Goal:
Transcribe the whole listing below without changing a word, but leave out every image.

--- BEGIN Data extract ---

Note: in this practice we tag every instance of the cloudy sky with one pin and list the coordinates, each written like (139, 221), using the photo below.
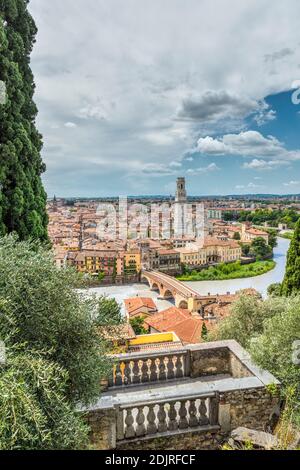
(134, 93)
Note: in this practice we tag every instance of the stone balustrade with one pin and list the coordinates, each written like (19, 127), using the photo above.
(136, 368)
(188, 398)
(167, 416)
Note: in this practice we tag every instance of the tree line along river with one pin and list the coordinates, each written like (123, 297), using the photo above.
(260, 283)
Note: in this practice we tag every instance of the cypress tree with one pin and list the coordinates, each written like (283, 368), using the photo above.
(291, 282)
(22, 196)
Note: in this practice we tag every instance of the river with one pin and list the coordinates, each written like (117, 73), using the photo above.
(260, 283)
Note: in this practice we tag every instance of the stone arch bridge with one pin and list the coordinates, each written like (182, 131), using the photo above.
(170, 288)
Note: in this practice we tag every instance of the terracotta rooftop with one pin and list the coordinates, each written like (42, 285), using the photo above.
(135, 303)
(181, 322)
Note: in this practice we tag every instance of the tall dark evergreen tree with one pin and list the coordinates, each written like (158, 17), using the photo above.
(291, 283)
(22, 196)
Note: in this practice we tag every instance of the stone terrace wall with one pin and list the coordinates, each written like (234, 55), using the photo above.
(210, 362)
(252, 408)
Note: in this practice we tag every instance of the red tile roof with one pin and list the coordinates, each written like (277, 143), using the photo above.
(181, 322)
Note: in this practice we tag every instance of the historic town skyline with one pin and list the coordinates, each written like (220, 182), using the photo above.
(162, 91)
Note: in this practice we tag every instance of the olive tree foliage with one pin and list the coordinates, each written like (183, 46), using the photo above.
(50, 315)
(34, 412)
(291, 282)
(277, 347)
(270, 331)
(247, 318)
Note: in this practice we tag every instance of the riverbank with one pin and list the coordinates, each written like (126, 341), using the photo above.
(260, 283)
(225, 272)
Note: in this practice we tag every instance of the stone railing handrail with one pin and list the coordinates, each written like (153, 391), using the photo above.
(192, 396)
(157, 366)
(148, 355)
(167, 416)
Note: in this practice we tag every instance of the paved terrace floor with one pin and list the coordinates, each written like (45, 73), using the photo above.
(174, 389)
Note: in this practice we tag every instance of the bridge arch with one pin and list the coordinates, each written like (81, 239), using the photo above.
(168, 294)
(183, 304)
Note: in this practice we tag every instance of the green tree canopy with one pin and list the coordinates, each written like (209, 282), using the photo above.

--- END Data extract ---

The solution:
Note: in this practice we tag every instance of the cloudy sky with one pin and list the coordinates, each written like (139, 221), using the photo below.
(134, 93)
Note: in this practice we tag every instance of the stone balustrade with one pin and list the coordinates, each written like (19, 127), using the photo above.
(136, 368)
(188, 398)
(167, 416)
Note: in this practice we tag every instance of the tree line along river with one pin and list the coordinates, each written like (123, 297), using the photo above.
(260, 283)
Note: in this practice we tag every instance of the cypress tree with one pin and list the coordinates, each written like (283, 368), using the photo above.
(291, 282)
(22, 196)
Note: in this practice we tag every instance of the river with one pin and list the coordinates, each written like (117, 73), using the photo above.
(260, 283)
Note: in this practice we tag every instance of the stone arch bridge with one pin and list the coordinates, each written like (182, 131), using the photo above.
(170, 288)
Note: in this practice we tag every instance of the terracotta rooftop with one pin and list the coordinates, each written like (42, 285), using the photo above.
(135, 303)
(181, 322)
Note: in this practice we tag every instance of the tall dark evergreen tree with one pin and list the coordinates, each written like (158, 17), using the photo above.
(291, 283)
(22, 196)
Note: in this practice we tag every instance of the stone terrace wall with one pin and list the coordinates, each written like (234, 55), using the photo above.
(210, 362)
(252, 408)
Note: in this practice we tag every instance of the red tile roof with one pin and list the coordinates, each written like (277, 143), using the photo above.
(181, 322)
Note: in this practice we tag every instance of the historic town skyline with one pin and list the coordinates, each written like (220, 182), using the photo above.
(162, 91)
Note: in this practice we tag every instance of the olive tree foliage with one pin and list the coordinates, each written like (183, 46), using the photo above.
(50, 315)
(34, 412)
(291, 282)
(277, 347)
(270, 331)
(247, 318)
Note: in this practice we tag every instance of the riverbank with one pin and list the coordinates, each written like (126, 341), using the photo above.
(260, 283)
(225, 272)
Note: in this practice we tag every instance of the stone railing handrail with one pin and list the coordinates, each written like (153, 391), using the photo above.
(192, 396)
(157, 366)
(148, 355)
(167, 416)
Note: in this practice we tag every instance of the paved terrace floor with one pin and list the coordinates, each written like (45, 73), using the photo above.
(174, 389)
Note: in this practice we tag every instance of the bridge arch with one pin and list the coordinates, each written like (81, 239), using the photo above.
(168, 294)
(183, 304)
Note: in this practice we tag every instance of the green tree canopy with one pin and list the coordinates, each written like (209, 282), using the photo above.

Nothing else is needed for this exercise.